Rows from a box-labeling dataset
__________________________________________________

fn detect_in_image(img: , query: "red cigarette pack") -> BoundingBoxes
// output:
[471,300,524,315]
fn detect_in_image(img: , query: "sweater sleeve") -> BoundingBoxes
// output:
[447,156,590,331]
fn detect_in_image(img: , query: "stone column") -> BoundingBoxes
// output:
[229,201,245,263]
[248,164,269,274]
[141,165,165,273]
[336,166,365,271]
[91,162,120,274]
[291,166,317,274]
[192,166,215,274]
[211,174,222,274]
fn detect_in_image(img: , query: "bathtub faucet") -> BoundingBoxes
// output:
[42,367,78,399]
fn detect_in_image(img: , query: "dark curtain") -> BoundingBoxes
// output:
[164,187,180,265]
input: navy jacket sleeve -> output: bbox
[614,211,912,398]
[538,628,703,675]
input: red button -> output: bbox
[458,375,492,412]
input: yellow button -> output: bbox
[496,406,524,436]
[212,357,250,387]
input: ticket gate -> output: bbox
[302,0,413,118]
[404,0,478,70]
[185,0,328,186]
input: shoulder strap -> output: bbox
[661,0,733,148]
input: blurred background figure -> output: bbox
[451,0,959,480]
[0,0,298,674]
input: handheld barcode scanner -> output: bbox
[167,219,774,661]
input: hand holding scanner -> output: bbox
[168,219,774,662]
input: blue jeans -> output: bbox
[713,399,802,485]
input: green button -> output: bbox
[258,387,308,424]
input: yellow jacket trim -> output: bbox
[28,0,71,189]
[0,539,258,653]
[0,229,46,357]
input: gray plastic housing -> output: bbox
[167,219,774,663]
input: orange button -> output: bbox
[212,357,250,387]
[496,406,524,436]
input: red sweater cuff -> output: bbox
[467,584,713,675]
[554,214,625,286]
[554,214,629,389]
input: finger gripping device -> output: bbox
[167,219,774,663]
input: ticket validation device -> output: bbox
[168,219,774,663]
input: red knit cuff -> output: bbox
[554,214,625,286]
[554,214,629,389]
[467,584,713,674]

__________________________________________________

Written exercise => Rewrite all of the rows above as a numbered list, leaving out any blank lines.

Answer =>
1. fn detect_in_image(img: , query: "red cigarette pack") -> BoundingBoxes
2. // output:
3. [471,300,524,315]
4. fn detect_in_image(img: , query: "sweater sleeve") -> BoundingBoxes
5. // output:
6. [447,156,590,331]
7. fn detect_in_image(img: , query: "stone column") -> BoundingBoxes
8. // output:
9. [229,201,245,263]
10. [248,164,269,274]
11. [141,165,165,273]
12. [336,166,365,271]
13. [91,162,120,274]
14. [291,166,317,274]
15. [192,166,215,274]
16. [211,174,222,274]
17. fn detect_in_image(img: , query: "bathtub faucet") -> BoundingBoxes
18. // output:
19. [42,367,78,399]
20. fn detect_in_image(img: , query: "dark curtain") -> BoundingBoxes
21. // output:
22. [164,187,180,265]
23. input: navy jacket sleeve -> output: bbox
24. [614,211,912,398]
25. [538,628,703,675]
26. input: red button -> output: bbox
27. [458,375,492,412]
28. input: yellow button -> output: bbox
29. [496,406,524,436]
30. [212,357,250,387]
31. input: ticket gate -> output: bbox
32. [302,0,413,118]
33. [404,0,478,70]
34. [185,0,328,186]
35. input: shoulder strap -> output: bbox
36. [661,0,733,148]
37. input: blurred background figure -> output: bbox
38. [451,0,959,480]
39. [0,0,298,674]
40. input: handheld barcode scanner -> output: bbox
41. [167,219,774,661]
42. input: hand holding scanner -> output: bbox
43. [168,219,774,662]
44. input: blue jeans -> output: bbox
45. [713,399,802,485]
46. input: green button -> output: bbox
47. [258,387,308,424]
48. input: yellow jacket trim -> output: bbox
49. [28,0,71,189]
50. [0,539,258,653]
51. [0,229,46,357]
52. input: gray plastic housing -> output: bbox
53. [167,219,774,663]
54. input: orange button -> output: bbox
55. [212,357,250,387]
56. [496,406,524,436]
57. input: red sweater cuff -> output: bbox
58. [467,584,713,675]
59. [554,214,625,286]
60. [554,214,629,389]
61. input: finger gripping device -> output: bbox
62. [167,219,774,663]
63. input: ticket validation device -> output: bbox
64. [168,219,774,663]
65. input: red knit cuff -> output: bbox
66. [554,214,625,286]
67. [554,214,629,389]
68. [467,584,713,674]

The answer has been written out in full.